> **Extract to read**
↓

A Q&A about my recent trip to Jordan has been featured on Pink Pangea, an online community for women who love to travel.
You can read the whole article here: Travel Jordan: The Real Deal with Jo Brown
But to wet your appetite, here’s a snippet of that interview…
Tell us about yourself! What do you do when you’re not traveling the world? Where do you live? What made you decide to go to Jordan?
I don’t want to be one of those people who sits at their desks and stares grumpily out of the window as the glorious British weather treats us to yet another deluge of rain… while dreaming of hiking in the Nepalese Himalayas or island hopping in Thailand, or sharing Shisha with newly made friends in Jordan. I want to say that I have no regrets, that I am following in the footsteps of all the other brave women before me who have rejected boring jobs and instead jetted off in pursuit of dreams. Yes, people may say I’m an escapist, but traveling makes me happy.
When I’m not abroad, I’m one of those people behind a desk – I work in digital marketing. It’s not something I’ve always planned to do, but it’s something that I enjoy doing to raise funds for fun trips! I live in Reading, UK – it’s really near London, Oxford and Windsor – you’d probably want to visit those first!
I’ve always wanted to visit the Middle East – especially since studying Theology at University – to see the place brought to life rather than just reading about the history or culture in books. So when the opportunity arose, I jumped at the chance. One of my dear friends was leading a trip to Jordan with the charity Bridges for Communities, a British charity that focuses on bridging the gap between different communities, cultures and faiths, predominantly between the West and the Middle East. The trip would be an exploratory experience of seeing the amazing sites in Jordan, learning about Jordanian culture, participating in volunteer work, and making many lifelong friendships. And it didn’t disappoint!
How long did you go for? How did you spend your time?
The trip was 4 weeks in total, including 5 days in Jerusalem and Bethlehem – a completely memorable experience in itself. Time was predominantly spent in and around Amman, so I got to know the city pretty well.
There were 6 of us on the ‘Yalla’ (meaning ‘let’s go’ in Arabic) trip with Bridges. During the first week of our trip we participated in an annual event called the ‘East West Summer Forum’ which is run by the Bridges partner charity ‘East West Initiatives’. Around 35 attendees from America, Australia, New Zealand, the UK and Jordan all joined together for 5 days of fun, travel and little sleep! We packed a lot in – floated in the Dead Sea, visited Jesus’ baptism site, Mount Nebo, Jerash, a night in Wadi Rum, snorkelling in the Red Sea and of course Petra. We also listened to talks about the Israel-Palestine conflict and Jordan. It was short but incredibly informative – I came away with friendships, knowledge and many great photos.

↑

> **Dataset section**
↓

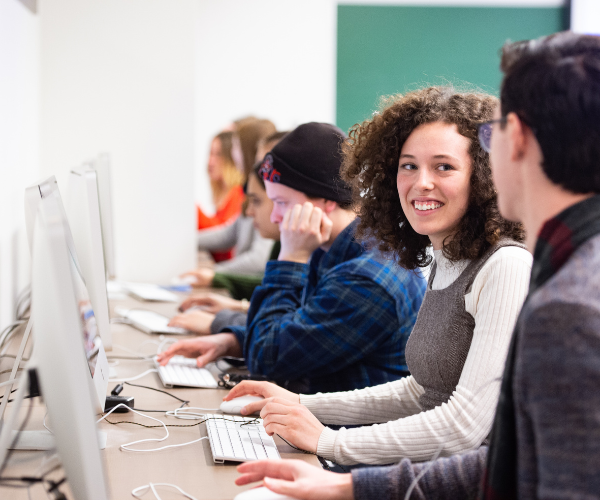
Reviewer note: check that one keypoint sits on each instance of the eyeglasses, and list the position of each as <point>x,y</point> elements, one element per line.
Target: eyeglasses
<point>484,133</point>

↑

> **Instructions**
- A) In the interview about the Jordan trip, how long did the trip last in total?
- B) Write the next part of the interview about the Jordan trip, picking up right after its last sentence.
The lines have nothing to do with any of this.

> **Answers to the tasks**
- A) It lasted 4 weeks, including 5 days in Jerusalem and Bethlehem.

- B)
For the time before and after the Forum we stayed with different Jordanian ‘host’ families. This was a great way to learn about their culture, to eat fantastic home-cooked food and to become fully immersed in the Jordanian way of life. Somewhat unusually, I stayed with 3 Christian families – 2 in the small Christian town of Fuheis just outside of Amman. One family I stayed with for almost 2 weeks. I truly felt like I was a member of the family by the time I left.
I have never experienced hospitality like I did in Jordan. People went out of their way to make sure I was taken care of – even picking my friends and I up in Amman in the early hours of the morning. On a few nights the whole extended family were invited to enjoy traditional meals together – the shisha and whiskey flowed, the Arabic music was cranked up – they really know how to entertain!
When you tell most people that you’re going to Jordan they immediately say “why would you go there?!”, or “come back alive!”. I realized that so many people had a completely misinformed view of Jordan. It’s true that Jordan is surrounded on all sides by war and conflict, and you do see reminders of it. However, it’s a misunderstood nation. It’s one of the friendliest, safest and most beautiful places I’ve ever been. The people are some of the kindest I’ve ever met. Yes it is a predominantly Muslim country, but I met and stayed with many Jordanian Christians who aren’t oppressed in any way. It’s a free country where the West is beginning to have a lot of influence. It’s all about the ‘selfie’ among youth!
What were your most memorable experiences? What were the biggest disappointments?
Every day was memorable. Every day something incredible happened – whether it be a simple joke that we laughed at for hours, or an evening spent sharing shisha with our newly made friends from the Forum, or an afternoon spent relaxing in a cool cafe on Rainbow Street – there are so many happy moments. And I honestly can’t think of any disappointments.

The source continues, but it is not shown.